» DATA FOR PROCESSING:
================================
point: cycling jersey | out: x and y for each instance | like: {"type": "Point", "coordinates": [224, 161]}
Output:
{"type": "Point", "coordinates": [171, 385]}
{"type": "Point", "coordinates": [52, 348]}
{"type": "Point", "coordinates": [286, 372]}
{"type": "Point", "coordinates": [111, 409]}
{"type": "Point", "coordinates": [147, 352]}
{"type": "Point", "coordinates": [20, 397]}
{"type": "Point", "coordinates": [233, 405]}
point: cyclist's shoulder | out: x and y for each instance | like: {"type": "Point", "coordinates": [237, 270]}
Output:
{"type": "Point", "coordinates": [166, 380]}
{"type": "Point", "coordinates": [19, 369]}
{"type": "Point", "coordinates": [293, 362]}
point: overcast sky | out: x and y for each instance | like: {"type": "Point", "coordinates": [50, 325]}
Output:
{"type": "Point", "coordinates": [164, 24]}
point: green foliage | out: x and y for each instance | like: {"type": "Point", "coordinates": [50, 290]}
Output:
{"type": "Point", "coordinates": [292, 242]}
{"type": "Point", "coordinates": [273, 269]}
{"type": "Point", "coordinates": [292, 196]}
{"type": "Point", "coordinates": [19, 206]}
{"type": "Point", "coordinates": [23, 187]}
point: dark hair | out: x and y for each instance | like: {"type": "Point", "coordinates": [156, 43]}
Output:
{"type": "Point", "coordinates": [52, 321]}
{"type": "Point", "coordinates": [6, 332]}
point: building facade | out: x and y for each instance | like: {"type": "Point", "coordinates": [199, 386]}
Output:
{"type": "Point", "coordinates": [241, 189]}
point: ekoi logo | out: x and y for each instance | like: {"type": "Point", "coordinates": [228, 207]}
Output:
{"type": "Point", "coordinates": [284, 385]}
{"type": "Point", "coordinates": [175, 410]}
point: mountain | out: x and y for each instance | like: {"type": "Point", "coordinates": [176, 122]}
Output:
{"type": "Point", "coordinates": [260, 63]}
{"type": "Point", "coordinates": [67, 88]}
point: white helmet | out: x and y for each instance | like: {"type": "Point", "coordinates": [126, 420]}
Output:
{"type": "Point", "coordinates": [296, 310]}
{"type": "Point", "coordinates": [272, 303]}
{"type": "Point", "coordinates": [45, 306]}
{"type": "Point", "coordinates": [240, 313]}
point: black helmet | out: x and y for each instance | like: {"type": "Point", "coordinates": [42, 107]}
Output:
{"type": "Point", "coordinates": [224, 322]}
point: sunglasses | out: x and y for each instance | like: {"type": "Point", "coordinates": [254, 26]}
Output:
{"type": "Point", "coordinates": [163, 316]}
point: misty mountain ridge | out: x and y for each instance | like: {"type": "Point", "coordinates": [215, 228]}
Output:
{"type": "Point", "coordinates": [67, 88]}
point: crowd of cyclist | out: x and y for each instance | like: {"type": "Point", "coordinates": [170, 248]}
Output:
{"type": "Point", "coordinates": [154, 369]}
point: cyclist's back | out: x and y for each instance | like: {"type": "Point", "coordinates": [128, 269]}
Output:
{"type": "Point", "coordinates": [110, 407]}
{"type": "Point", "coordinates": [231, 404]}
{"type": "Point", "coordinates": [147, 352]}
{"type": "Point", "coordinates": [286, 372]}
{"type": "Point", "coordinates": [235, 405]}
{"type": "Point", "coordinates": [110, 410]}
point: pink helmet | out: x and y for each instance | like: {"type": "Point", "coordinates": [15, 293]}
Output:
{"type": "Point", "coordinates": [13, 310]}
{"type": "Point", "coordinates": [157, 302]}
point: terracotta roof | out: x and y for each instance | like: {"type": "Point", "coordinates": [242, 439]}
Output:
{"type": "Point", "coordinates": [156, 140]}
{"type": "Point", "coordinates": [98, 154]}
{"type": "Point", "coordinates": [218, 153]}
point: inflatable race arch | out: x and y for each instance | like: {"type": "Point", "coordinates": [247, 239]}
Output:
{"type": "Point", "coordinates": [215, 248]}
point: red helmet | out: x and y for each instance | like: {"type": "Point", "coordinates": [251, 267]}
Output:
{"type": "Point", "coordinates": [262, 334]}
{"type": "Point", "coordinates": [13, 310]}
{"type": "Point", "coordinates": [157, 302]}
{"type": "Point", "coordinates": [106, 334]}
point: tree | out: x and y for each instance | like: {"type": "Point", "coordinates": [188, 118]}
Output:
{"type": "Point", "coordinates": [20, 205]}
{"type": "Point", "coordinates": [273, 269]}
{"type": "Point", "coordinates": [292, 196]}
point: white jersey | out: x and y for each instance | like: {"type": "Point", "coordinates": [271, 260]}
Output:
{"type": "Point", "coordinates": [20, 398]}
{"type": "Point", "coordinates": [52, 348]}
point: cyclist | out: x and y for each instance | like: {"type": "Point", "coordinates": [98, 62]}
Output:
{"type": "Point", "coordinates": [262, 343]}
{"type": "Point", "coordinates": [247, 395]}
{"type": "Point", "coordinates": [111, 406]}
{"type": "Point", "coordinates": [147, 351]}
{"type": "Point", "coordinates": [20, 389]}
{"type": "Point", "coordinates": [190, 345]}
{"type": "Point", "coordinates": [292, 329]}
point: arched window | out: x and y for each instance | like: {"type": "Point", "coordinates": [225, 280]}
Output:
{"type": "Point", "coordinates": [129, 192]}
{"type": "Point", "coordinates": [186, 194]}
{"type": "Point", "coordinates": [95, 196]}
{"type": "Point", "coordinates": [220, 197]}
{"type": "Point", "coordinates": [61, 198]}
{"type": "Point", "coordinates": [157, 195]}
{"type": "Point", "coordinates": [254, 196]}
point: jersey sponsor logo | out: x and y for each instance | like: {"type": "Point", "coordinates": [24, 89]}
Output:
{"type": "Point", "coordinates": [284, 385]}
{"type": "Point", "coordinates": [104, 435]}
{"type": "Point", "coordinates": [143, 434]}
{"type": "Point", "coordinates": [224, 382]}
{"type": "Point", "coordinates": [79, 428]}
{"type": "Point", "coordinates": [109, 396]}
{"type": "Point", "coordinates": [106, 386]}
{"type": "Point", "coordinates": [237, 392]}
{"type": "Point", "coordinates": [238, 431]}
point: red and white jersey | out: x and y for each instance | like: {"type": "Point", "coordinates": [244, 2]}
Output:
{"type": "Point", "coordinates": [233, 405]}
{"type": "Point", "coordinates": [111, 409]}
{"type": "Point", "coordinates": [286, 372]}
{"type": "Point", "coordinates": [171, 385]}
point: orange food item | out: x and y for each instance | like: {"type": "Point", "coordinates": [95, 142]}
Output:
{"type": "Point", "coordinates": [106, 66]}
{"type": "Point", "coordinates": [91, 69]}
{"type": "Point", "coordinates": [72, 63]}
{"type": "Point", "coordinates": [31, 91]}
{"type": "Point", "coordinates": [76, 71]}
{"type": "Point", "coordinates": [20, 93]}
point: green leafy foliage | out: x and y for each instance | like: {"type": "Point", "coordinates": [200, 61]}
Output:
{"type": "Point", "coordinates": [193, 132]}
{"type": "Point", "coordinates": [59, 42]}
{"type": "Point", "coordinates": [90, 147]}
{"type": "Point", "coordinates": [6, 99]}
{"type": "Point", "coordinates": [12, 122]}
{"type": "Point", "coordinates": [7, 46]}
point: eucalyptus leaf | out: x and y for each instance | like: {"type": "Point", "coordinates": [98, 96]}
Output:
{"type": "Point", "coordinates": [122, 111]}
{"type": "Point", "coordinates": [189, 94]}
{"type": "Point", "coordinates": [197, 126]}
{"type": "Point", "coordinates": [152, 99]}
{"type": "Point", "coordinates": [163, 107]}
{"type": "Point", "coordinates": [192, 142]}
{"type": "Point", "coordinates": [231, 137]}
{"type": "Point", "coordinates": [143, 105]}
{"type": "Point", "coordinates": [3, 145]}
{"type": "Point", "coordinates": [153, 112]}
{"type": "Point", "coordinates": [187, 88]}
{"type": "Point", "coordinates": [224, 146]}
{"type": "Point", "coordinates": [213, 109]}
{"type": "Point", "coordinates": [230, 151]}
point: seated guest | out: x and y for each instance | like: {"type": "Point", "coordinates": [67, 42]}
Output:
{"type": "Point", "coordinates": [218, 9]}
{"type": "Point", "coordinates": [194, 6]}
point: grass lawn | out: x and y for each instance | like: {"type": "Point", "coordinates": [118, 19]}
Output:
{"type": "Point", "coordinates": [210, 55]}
================================
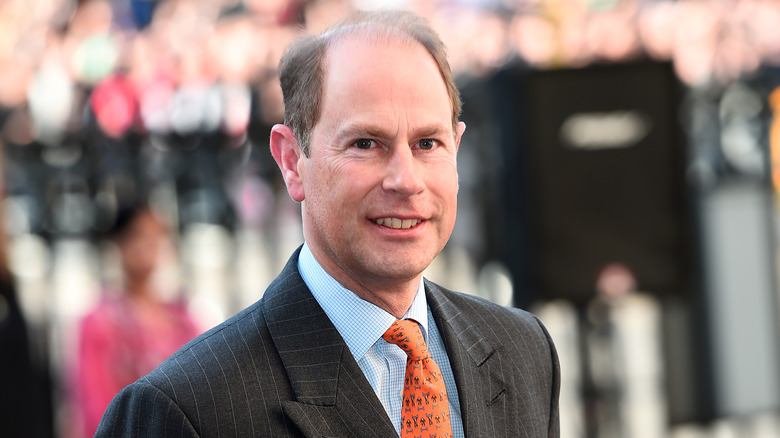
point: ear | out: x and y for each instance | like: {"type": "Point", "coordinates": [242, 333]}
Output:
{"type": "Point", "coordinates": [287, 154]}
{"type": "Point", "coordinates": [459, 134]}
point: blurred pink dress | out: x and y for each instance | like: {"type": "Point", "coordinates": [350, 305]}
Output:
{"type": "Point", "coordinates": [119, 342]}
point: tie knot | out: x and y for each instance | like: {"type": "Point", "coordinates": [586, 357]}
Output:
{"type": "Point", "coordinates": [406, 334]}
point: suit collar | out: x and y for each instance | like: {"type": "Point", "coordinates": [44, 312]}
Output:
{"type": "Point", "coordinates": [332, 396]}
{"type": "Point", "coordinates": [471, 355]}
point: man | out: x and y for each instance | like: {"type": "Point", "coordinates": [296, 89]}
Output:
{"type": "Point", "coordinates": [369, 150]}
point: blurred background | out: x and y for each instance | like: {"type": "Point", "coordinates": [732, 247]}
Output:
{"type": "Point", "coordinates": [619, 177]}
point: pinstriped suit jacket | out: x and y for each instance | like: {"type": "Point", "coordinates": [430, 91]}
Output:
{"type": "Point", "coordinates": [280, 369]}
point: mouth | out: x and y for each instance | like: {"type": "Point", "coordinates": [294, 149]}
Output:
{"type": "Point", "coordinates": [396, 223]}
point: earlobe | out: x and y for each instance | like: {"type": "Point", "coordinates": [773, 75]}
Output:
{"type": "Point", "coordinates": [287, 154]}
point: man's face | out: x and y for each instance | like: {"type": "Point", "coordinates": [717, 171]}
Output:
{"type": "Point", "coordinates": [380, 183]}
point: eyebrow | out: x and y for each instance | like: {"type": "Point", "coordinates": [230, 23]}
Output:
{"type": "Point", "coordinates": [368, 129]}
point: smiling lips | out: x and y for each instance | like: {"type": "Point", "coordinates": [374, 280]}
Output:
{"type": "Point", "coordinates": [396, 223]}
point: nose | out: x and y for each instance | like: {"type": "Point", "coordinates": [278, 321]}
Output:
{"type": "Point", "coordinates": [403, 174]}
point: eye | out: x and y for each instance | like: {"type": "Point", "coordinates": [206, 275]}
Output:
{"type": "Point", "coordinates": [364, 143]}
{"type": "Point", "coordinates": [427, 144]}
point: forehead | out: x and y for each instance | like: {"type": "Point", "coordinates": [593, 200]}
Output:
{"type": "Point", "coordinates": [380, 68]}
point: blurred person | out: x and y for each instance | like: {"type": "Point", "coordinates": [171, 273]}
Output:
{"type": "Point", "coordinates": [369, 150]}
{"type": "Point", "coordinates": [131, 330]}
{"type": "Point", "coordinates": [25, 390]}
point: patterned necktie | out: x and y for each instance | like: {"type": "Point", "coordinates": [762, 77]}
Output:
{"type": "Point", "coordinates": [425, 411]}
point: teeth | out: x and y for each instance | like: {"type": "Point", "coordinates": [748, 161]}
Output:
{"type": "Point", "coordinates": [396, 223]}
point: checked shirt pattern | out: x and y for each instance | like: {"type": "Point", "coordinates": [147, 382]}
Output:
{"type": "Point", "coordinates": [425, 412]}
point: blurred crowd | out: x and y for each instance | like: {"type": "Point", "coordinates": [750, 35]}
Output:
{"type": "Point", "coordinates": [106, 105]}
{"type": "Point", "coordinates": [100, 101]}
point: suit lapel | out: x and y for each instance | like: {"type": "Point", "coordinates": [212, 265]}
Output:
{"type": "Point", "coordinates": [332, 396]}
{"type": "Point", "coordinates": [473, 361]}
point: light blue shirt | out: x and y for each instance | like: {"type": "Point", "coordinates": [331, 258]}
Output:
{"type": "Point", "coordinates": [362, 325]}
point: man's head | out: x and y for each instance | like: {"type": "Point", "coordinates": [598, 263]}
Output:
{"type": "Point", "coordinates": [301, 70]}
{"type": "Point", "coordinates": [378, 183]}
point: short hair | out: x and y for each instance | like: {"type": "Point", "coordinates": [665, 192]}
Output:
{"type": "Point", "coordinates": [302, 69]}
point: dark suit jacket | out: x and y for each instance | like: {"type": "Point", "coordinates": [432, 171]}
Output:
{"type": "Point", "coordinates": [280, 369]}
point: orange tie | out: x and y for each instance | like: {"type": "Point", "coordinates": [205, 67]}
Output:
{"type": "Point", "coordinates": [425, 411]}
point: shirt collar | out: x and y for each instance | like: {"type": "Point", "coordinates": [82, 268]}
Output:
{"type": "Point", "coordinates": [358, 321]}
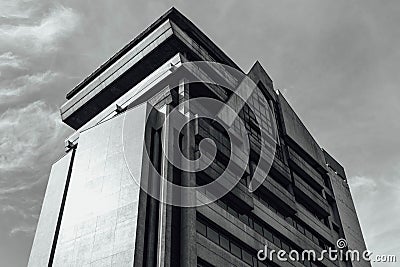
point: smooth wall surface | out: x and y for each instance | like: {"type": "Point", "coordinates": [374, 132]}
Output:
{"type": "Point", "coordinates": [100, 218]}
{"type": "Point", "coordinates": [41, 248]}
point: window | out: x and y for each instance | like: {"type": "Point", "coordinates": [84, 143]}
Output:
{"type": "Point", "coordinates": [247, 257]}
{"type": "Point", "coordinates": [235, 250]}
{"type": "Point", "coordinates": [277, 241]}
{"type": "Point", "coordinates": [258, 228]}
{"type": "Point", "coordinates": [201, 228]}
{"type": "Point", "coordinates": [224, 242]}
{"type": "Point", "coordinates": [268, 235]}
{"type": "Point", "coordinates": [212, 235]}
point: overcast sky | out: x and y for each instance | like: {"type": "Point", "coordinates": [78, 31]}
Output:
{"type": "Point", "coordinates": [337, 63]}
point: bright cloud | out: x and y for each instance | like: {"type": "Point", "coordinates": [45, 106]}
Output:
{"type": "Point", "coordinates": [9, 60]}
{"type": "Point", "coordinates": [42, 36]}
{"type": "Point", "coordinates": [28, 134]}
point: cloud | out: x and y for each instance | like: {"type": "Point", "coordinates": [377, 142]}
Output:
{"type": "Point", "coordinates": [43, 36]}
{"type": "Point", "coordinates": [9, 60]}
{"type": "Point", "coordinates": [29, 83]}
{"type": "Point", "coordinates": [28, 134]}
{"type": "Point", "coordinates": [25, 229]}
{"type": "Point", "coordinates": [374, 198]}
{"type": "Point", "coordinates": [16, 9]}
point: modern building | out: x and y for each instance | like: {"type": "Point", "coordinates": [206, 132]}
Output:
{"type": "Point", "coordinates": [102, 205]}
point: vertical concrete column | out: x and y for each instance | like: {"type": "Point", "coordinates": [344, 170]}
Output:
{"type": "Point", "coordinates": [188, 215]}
================================
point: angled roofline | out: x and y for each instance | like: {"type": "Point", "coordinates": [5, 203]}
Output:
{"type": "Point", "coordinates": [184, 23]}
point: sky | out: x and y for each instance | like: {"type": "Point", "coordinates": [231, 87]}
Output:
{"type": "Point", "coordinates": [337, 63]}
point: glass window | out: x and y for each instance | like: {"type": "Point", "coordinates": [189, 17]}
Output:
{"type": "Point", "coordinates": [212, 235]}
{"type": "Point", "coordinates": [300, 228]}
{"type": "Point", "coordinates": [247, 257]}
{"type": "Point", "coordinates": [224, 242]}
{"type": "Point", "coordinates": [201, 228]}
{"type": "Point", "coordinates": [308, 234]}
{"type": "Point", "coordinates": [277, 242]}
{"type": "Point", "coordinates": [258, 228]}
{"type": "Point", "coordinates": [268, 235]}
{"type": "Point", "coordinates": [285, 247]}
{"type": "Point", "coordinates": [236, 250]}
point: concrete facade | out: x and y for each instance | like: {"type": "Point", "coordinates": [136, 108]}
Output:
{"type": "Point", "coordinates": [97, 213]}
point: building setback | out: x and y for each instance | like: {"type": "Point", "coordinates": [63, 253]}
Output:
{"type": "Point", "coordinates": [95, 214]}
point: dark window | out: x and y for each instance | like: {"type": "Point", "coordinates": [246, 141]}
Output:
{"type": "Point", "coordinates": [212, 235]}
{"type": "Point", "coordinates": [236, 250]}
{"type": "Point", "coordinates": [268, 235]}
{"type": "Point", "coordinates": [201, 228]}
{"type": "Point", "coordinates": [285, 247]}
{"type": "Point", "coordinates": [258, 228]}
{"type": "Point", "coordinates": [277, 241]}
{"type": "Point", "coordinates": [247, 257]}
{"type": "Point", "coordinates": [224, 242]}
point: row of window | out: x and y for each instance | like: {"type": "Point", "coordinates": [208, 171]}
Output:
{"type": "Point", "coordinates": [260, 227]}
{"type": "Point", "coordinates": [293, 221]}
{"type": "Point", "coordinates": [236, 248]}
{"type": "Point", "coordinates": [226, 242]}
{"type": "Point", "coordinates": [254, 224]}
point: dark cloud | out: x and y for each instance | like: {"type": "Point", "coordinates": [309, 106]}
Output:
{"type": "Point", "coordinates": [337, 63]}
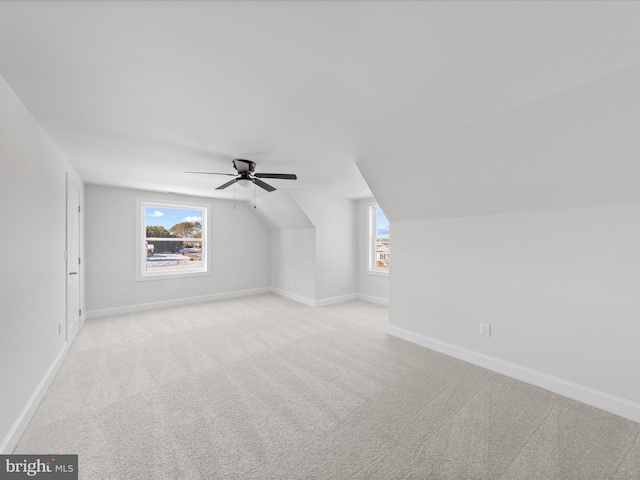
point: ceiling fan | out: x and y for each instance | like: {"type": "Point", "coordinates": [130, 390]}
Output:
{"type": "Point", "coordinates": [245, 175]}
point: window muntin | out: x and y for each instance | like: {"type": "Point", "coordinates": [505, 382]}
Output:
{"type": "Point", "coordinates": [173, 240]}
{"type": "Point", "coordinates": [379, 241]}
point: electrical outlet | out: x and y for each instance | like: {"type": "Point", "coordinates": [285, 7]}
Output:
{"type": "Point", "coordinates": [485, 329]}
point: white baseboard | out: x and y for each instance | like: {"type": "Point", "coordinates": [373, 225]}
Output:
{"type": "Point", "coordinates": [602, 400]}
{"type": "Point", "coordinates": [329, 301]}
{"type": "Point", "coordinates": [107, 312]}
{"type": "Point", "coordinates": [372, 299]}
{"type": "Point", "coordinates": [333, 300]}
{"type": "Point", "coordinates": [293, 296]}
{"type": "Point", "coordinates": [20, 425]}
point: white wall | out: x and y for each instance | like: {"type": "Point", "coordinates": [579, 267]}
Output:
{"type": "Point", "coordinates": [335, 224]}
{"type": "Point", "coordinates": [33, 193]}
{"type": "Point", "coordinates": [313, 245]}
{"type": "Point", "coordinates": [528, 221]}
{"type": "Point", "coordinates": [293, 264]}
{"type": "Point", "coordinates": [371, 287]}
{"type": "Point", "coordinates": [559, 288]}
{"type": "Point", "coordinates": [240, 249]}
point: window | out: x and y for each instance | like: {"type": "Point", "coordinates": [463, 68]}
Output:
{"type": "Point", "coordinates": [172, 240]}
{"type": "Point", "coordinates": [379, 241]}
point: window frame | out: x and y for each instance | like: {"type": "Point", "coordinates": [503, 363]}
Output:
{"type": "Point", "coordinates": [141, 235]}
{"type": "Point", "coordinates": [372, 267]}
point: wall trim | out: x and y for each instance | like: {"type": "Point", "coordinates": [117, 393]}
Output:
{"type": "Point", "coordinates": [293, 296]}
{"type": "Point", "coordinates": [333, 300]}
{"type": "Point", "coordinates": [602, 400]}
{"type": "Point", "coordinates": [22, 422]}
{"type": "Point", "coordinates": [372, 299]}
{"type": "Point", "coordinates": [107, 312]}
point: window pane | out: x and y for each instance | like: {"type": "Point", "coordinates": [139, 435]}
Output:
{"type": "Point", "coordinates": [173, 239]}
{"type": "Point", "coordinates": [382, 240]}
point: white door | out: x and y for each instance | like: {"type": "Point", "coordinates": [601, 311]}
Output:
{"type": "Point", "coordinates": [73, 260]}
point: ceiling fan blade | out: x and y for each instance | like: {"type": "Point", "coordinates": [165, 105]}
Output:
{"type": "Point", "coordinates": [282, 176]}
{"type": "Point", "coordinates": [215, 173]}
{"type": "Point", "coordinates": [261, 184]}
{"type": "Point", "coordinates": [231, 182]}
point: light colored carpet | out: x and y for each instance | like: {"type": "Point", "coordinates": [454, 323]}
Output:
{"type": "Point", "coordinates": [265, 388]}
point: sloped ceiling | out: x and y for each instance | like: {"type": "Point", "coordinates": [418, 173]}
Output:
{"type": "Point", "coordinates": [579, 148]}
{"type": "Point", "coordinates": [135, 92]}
================================
» BRIEF: After locating the line with "point: cycling jersey" above, return that line and every later line through the one with "point: green foliage", word for word and with nothing else.

» SOLUTION TO THIS EXERCISE:
point: cycling jersey | out: x and y for each instance | like: {"type": "Point", "coordinates": [224, 161]}
Output:
{"type": "Point", "coordinates": [171, 385]}
{"type": "Point", "coordinates": [52, 348]}
{"type": "Point", "coordinates": [286, 372]}
{"type": "Point", "coordinates": [111, 409]}
{"type": "Point", "coordinates": [147, 352]}
{"type": "Point", "coordinates": [20, 397]}
{"type": "Point", "coordinates": [233, 405]}
point: cyclist's shoulder | out: x and y for each instance | like: {"type": "Point", "coordinates": [237, 270]}
Output:
{"type": "Point", "coordinates": [166, 380]}
{"type": "Point", "coordinates": [19, 369]}
{"type": "Point", "coordinates": [293, 362]}
point: overcast sky | out: x and y for each instance | like: {"type": "Point", "coordinates": [50, 325]}
Output:
{"type": "Point", "coordinates": [164, 24]}
point: green foliage | out: x and y for each instance | like: {"type": "Point", "coordinates": [50, 290]}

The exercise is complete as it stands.